Short exercise
Please report how many lines in the rows contain the word "foliage", giving only the number. Case counts.

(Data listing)
"""
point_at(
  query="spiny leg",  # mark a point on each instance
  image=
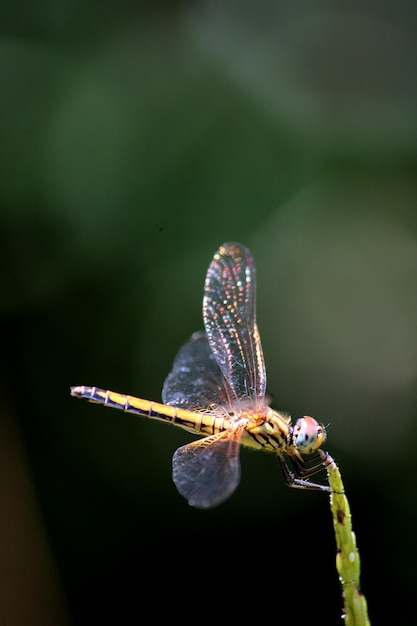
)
(294, 478)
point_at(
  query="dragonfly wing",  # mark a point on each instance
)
(207, 471)
(196, 381)
(229, 312)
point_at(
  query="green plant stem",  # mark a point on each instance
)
(347, 556)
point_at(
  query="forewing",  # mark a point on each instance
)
(207, 471)
(196, 381)
(229, 313)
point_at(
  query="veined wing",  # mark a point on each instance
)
(229, 313)
(207, 471)
(195, 381)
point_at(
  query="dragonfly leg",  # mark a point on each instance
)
(296, 477)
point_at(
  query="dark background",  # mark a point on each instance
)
(135, 139)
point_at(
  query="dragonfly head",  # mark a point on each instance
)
(308, 435)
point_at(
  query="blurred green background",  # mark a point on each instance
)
(135, 139)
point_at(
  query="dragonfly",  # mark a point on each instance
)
(217, 389)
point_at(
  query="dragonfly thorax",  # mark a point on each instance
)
(271, 431)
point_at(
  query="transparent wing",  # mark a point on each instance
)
(207, 471)
(229, 315)
(195, 381)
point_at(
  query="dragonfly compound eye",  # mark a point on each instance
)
(308, 435)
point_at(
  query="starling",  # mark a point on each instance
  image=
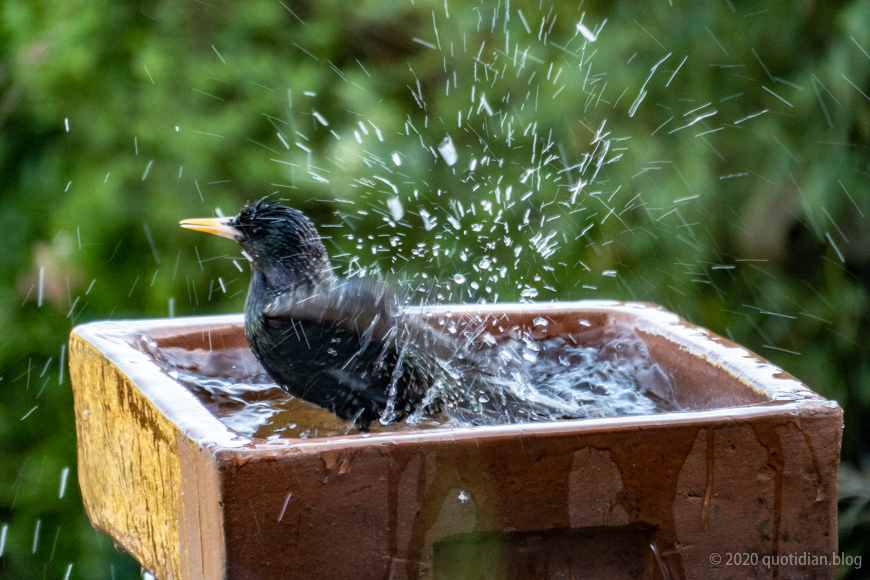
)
(349, 345)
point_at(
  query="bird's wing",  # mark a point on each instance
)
(372, 310)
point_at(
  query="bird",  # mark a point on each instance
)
(350, 345)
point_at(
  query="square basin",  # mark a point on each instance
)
(739, 482)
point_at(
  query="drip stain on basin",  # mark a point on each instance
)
(195, 463)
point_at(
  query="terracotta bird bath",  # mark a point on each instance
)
(743, 476)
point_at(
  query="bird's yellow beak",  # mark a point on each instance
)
(216, 226)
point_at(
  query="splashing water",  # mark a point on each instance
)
(600, 372)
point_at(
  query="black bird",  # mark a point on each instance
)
(349, 345)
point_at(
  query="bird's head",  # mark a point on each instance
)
(279, 241)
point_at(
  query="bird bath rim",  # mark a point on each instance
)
(781, 393)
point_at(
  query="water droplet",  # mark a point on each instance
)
(448, 151)
(394, 204)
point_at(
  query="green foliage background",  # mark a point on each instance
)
(118, 118)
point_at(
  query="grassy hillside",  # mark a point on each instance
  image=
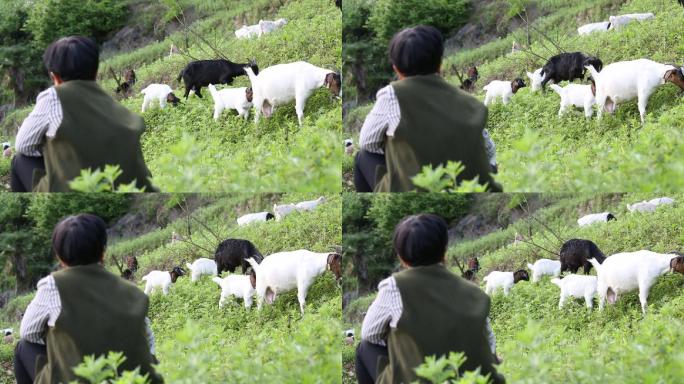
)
(537, 151)
(186, 150)
(197, 342)
(540, 343)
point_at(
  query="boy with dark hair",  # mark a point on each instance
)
(75, 125)
(423, 311)
(82, 310)
(421, 120)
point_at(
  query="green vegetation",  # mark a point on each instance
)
(186, 150)
(368, 222)
(197, 342)
(370, 24)
(540, 343)
(537, 150)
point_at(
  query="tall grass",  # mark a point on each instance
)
(540, 343)
(198, 342)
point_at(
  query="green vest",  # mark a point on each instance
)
(441, 313)
(101, 312)
(95, 131)
(438, 123)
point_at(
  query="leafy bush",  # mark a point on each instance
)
(52, 19)
(102, 181)
(444, 179)
(104, 370)
(197, 342)
(445, 370)
(390, 16)
(540, 343)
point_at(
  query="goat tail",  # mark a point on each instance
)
(596, 265)
(254, 264)
(557, 88)
(214, 92)
(258, 257)
(594, 73)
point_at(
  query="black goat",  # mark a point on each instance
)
(232, 253)
(576, 253)
(129, 81)
(198, 74)
(568, 66)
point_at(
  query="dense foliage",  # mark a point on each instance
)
(198, 342)
(184, 148)
(368, 222)
(537, 150)
(28, 27)
(369, 25)
(540, 343)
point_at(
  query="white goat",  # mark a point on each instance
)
(283, 271)
(535, 79)
(310, 205)
(202, 266)
(627, 80)
(235, 285)
(544, 267)
(268, 26)
(349, 146)
(282, 83)
(627, 271)
(503, 89)
(592, 218)
(505, 280)
(644, 207)
(587, 29)
(254, 218)
(239, 99)
(577, 95)
(161, 279)
(661, 201)
(576, 286)
(248, 31)
(160, 92)
(283, 210)
(616, 22)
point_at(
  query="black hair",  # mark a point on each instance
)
(421, 239)
(417, 51)
(73, 58)
(80, 239)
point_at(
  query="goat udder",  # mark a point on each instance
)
(267, 109)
"""
Correct response
2